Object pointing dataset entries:
__________

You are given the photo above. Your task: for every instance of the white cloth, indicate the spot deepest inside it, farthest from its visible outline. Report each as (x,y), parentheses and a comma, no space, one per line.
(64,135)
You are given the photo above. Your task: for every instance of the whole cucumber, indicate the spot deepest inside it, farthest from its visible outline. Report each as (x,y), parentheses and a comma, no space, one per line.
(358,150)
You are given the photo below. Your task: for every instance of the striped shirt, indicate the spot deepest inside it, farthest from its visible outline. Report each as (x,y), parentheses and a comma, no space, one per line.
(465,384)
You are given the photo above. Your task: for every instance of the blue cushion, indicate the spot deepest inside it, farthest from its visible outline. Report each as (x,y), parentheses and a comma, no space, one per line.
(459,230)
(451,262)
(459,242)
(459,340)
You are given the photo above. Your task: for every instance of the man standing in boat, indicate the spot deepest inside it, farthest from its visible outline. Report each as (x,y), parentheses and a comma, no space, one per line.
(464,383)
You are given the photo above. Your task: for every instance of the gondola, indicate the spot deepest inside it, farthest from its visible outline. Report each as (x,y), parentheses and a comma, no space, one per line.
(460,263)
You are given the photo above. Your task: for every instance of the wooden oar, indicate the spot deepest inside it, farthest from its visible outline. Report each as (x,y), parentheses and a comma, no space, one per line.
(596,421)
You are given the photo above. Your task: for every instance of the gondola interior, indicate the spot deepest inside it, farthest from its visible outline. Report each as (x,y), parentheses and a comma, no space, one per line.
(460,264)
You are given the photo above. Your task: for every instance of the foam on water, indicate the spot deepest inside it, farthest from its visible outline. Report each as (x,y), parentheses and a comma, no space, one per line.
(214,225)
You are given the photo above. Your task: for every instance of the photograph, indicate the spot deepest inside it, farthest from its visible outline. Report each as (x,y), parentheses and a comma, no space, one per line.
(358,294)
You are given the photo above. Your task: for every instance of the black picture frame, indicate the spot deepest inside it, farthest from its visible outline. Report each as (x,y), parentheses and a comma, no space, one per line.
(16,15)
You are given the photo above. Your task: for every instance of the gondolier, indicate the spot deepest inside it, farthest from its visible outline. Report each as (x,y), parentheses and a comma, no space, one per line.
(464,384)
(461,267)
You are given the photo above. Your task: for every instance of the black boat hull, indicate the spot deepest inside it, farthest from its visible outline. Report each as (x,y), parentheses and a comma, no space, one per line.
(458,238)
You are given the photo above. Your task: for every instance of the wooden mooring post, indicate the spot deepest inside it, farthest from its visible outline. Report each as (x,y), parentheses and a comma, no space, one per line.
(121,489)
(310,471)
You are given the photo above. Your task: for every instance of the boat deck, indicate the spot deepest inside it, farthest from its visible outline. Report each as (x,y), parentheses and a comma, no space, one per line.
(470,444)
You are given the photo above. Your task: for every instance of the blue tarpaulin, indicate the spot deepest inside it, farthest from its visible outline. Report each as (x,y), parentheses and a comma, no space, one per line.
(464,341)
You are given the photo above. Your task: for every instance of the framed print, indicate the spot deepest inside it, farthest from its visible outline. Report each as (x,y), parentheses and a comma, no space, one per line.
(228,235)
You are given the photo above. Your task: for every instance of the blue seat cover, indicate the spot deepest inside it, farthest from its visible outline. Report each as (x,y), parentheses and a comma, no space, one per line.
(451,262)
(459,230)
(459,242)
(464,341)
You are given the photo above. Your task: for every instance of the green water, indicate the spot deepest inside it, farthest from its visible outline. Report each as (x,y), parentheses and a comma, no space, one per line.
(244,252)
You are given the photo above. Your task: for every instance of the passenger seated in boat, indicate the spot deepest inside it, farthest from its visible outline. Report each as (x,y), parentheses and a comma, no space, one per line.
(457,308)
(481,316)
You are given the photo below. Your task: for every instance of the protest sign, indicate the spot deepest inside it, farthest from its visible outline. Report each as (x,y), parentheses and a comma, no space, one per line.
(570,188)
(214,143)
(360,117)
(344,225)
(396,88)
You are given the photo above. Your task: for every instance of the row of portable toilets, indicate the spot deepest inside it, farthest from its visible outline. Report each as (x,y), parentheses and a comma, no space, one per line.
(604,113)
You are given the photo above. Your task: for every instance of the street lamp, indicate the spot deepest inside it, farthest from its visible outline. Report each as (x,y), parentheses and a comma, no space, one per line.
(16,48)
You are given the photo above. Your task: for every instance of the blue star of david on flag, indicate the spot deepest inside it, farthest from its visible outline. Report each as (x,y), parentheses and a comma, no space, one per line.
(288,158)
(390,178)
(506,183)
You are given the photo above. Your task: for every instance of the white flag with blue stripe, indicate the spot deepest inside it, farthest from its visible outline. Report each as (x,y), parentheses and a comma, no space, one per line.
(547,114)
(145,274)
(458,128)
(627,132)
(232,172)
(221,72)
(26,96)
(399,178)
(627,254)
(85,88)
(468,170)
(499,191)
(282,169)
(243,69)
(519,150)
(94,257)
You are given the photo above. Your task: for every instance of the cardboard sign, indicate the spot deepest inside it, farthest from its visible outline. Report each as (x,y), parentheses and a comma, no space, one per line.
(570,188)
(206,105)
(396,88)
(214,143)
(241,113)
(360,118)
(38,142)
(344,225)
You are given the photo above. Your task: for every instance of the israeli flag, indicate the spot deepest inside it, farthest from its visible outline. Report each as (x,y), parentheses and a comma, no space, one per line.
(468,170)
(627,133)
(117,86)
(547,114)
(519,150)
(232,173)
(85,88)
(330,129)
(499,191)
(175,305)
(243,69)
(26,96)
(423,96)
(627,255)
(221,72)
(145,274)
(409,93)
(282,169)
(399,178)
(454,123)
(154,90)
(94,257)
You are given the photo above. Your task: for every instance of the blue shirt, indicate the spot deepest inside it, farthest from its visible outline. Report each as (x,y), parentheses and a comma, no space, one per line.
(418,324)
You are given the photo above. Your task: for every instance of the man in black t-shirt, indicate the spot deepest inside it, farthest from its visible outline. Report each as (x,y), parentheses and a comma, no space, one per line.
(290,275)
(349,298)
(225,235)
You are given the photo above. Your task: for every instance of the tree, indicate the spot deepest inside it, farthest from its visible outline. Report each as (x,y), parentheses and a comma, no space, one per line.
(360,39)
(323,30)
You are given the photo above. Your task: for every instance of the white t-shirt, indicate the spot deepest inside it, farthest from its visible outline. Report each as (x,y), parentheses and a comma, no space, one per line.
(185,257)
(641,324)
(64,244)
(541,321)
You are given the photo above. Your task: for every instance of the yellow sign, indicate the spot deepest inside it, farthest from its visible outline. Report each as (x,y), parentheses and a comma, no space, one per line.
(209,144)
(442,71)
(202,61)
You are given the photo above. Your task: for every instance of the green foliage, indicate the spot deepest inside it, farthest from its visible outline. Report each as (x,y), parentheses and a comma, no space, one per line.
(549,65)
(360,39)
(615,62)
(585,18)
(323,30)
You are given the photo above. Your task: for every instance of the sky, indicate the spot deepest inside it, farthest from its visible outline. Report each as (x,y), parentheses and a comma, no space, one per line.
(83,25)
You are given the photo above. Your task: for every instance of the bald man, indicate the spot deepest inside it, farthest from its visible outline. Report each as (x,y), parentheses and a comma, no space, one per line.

__________

• **Do this**
Convert every line of the items above into a Markdown table with the columns "No." and "Line", placing a running row number in the first column and the line itself in the second. Omit blank lines.

• **Task output**
| No. | Line |
|---|---|
| 1 | You are given the photo above. Your task: for every instance of the white cloth, indicate the spot deepest inside it, farthest from its visible outline. Report each as (x,y), parentheses and a comma, no space, one per line. |
| 2 | (64,135) |
| 3 | You are given the photo above. Your task: for every instance of the whole cucumber, indicate the spot deepest inside it, farthest from its visible outline. Report each as (x,y), parentheses and a comma, no space, one per line. |
| 4 | (358,150) |
| 5 | You are given the photo below. Your task: for every instance of the striped shirt, indicate the spot deepest inside it, farthest from its visible outline. Report each as (x,y), parentheses and a comma, no space, one per line. |
| 6 | (465,384) |
| 7 | You are given the photo above. Your task: for every instance of the blue cushion, indicate the spot deepest inside it, farthest from its visible outline. Report each as (x,y), parentheses and a comma, no space, one per line. |
| 8 | (459,230) |
| 9 | (451,262) |
| 10 | (459,242) |
| 11 | (459,340) |
| 12 | You are given the photo above. Your task: for every instance of the man standing in boat, indicate the spot deepest inside it, farthest from its visible outline. Report each as (x,y), parentheses and a comma, no space, one per line. |
| 13 | (464,383) |
| 14 | You are given the photo above. Your task: for every instance of the gondola, indicate the spot deepest inside it, farthest from its visible outline. Report each as (x,y), parentheses and a comma, no space, one per line. |
| 15 | (460,263) |
| 16 | You are given the photo above. Your task: for every instance of the wooden oar, indicate the spot deepest inside it, farthest from its visible outline. Report each as (x,y), parentheses and a comma, no space, one per line. |
| 17 | (596,421) |
| 18 | You are given the photo above. Your task: for every instance of the gondola interior, indicate the spot deepest inside it, farthest from its visible outline. Report each as (x,y), parentheses and a comma, no space, one per line. |
| 19 | (460,264) |
| 20 | You are given the photo above. Your task: for every instance of the foam on water, indicate the spot deepest inside it, farthest from its visible outline. Report each as (x,y), parentheses and a comma, no space, one per line. |
| 21 | (214,225) |
| 22 | You are given the photo above. Your task: for every instance of the photograph, indicate the spot deepest inside it, farthest from its visible outline. Report each as (x,y), parentheses and a comma, no space, one per line. |
| 23 | (358,294) |
| 24 | You are given the photo above. Your task: for every instance of the black picture frame, indicate the spot deepest inside it, farthest from its visible outline. Report each as (x,y), parentheses and a comma, no space, one per line. |
| 25 | (16,15) |
| 26 | You are given the photo above. Your task: for every instance of the gondolier, indicate the spot deepest inside it, farthest from its visible outline. Report each as (x,y), parentheses and a comma, no space, one per line. |
| 27 | (464,384) |
| 28 | (461,267) |
| 29 | You are given the photo above. Your task: for every instance of the black boat hull, indicate the spot deepest inside it, farthest from its visible outline. Report each as (x,y), parentheses and a comma, no space, one per line. |
| 30 | (458,238) |
| 31 | You are given the photo above. Your task: for every instance of the wooden mooring post, indicate the spot deepest inside it, farthest from its visible outline. Report each as (x,y), parentheses and a comma, no space, one per line. |
| 32 | (121,489) |
| 33 | (310,471) |
| 34 | You are given the photo above. Your task: for every instance of the boat deck, indicate the spot deepest inside it, farthest from its visible outline. Report each as (x,y), parentheses and a comma, no space, one per line. |
| 35 | (470,444) |
| 36 | You are given the photo above. Your task: for every instance of the blue tarpaulin, indicate the spot deepest inside it, farthest from its visible outline. Report each as (x,y), parentheses and a comma, no space, one per line. |
| 37 | (464,341) |
| 38 | You are given the photo above. Your task: for every instance of the framed print, indicate the spot deepest inside it, farthest from its visible outline. Report each as (x,y), parentheses and a comma, no space, one per line. |
| 39 | (228,235) |
| 40 | You are given the photo above. Your task: for every instance of the blue seat cover, indicate the spot deepest inside it, farthest from its visible outline. Report each as (x,y), parentheses and a comma, no space, one per line. |
| 41 | (451,262) |
| 42 | (459,230) |
| 43 | (459,242) |
| 44 | (464,341) |
| 45 | You are given the photo above. Your task: for every instance of the green water, indicate the spot deepest inside it, farthest from its visible outline. Report each as (x,y), parentheses and a comma, no space, one per line. |
| 46 | (244,252) |
| 47 | You are given the photo above. Your task: for every instance of the passenger seated in boat, indicate the spot deepest inside it, farthest from its visible outline. Report each as (x,y), parentheses and a comma, no space, one per line. |
| 48 | (457,308) |
| 49 | (481,316) |
| 50 | You are given the photo below. Your task: for every instance of the protest sign, indicate the spot deepest inside it, farthest from its visible outline. Report each as (x,y), parentheses and a comma, no space, one per line. |
| 51 | (570,188) |
| 52 | (214,143) |
| 53 | (360,117) |
| 54 | (344,225) |
| 55 | (396,88) |
| 56 | You are given the photo above. Your task: for every instance of the row of portable toilets, indicate the spot deepest inside it, farthest from its visible outline. Report each as (x,y), parentheses and a comma, no space, one per line. |
| 57 | (604,113) |
| 58 | You are given the photo above. Your task: for every instance of the street lamp, indicate the spot deepest inside it, farthest from its visible outline. Report each as (x,y), parentheses and a comma, no space, one per line. |
| 59 | (16,48) |
| 60 | You are given the photo above. Your task: for every instance of the blue star of david on flag, indicate the spot deepest inside it, farthest from its visible outline. Report each as (x,y), parentheses and a comma, no space, one per line. |
| 61 | (288,158) |
| 62 | (390,178) |
| 63 | (506,183) |
| 64 | You are given the photo above. Your task: for every instance of the white flag with blue stripe, indicate the spot deepest inside it, farthest from its visible outline. Report each as (x,y), parentheses and a comma, no space, one per line. |
| 65 | (547,114) |
| 66 | (145,274) |
| 67 | (458,128) |
| 68 | (627,132) |
| 69 | (232,172) |
| 70 | (221,72) |
| 71 | (26,96) |
| 72 | (399,178) |
| 73 | (627,254) |
| 74 | (85,88) |
| 75 | (468,170) |
| 76 | (499,191) |
| 77 | (282,169) |
| 78 | (243,69) |
| 79 | (519,150) |
| 80 | (94,257) |
| 81 | You are given the photo above. Your task: for every instance of the cardboard sign, indicate the spot deepest inside it, farthest from its visible outline. Report each as (x,y), parentheses and a comma, no space, one per line. |
| 82 | (570,188) |
| 83 | (206,105) |
| 84 | (396,88) |
| 85 | (214,143) |
| 86 | (241,113) |
| 87 | (360,118) |
| 88 | (38,142) |
| 89 | (344,225) |
| 90 | You are given the photo above. Your task: for every instance of the israeli flag, indicate the spot deepest inside it, farthest from its visible outline. Report each as (x,y), parentheses and a comma, no space, one per line. |
| 91 | (468,170) |
| 92 | (627,133) |
| 93 | (117,86) |
| 94 | (547,114) |
| 95 | (519,150) |
| 96 | (232,173) |
| 97 | (85,88) |
| 98 | (330,129) |
| 99 | (499,191) |
| 100 | (175,305) |
| 101 | (243,69) |
| 102 | (26,96) |
| 103 | (423,96) |
| 104 | (627,255) |
| 105 | (221,72) |
| 106 | (145,274) |
| 107 | (409,93) |
| 108 | (282,169) |
| 109 | (399,178) |
| 110 | (454,123) |
| 111 | (154,90) |
| 112 | (94,257) |
| 113 | You are given the photo above. Your task: for every instance of the blue shirt, indicate the spot deepest inside it, farthest from its visible outline. Report each as (x,y), parentheses and a comma, no space, one per line. |
| 114 | (418,324) |
| 115 | You are given the photo above. Your task: for every instance of the man in black t-shirt, indicate the spot deepest inside it, farthest from its visible outline. Report each as (x,y), parentheses and a comma, no space, one per line. |
| 116 | (290,275) |
| 117 | (349,298) |
| 118 | (225,235) |
| 119 | You are given the photo above. Your task: for every instance of the tree, indicate the spot deepest inside it, farthest from its visible outline. Report each as (x,y), parentheses and a comma, no space, one per line. |
| 120 | (360,39) |
| 121 | (323,30) |
| 122 | You are given the photo above. Your task: for every instance of the white t-shirt, indicate the spot deepest inside it, farthest from its visible outline. Report each as (x,y), parentheses and a comma, no space, one per line. |
| 123 | (185,257) |
| 124 | (641,324) |
| 125 | (64,244) |
| 126 | (541,321) |
| 127 | You are given the photo above. Your task: for every instance of the yellow sign, indicate the spot deepest inside it, farthest from its visible outline. Report each as (x,y), parentheses and a comma, no space, one per line. |
| 128 | (209,144) |
| 129 | (442,71) |
| 130 | (202,61) |
| 131 | You are given the photo above. Your task: for every instance of the green foliage, indicate the spot deepest inside it, farthest from its visible outline. Report each as (x,y), parentheses and a comma, no space, one per line. |
| 132 | (549,65) |
| 133 | (360,39) |
| 134 | (615,62) |
| 135 | (585,18) |
| 136 | (323,30) |
| 137 | You are given the photo above. Your task: for every instance of the sky, indicate the spot deepest inside it, farthest from its visible outline. Report each as (x,y), parentheses and a comma, no space, one per line. |
| 138 | (83,25) |
| 139 | You are given the photo above. Your task: for every instance of the bald man, indicate the spot deepest inside it, farthest from its visible outline. Report each as (x,y), parentheses and a comma, no space, one per line. |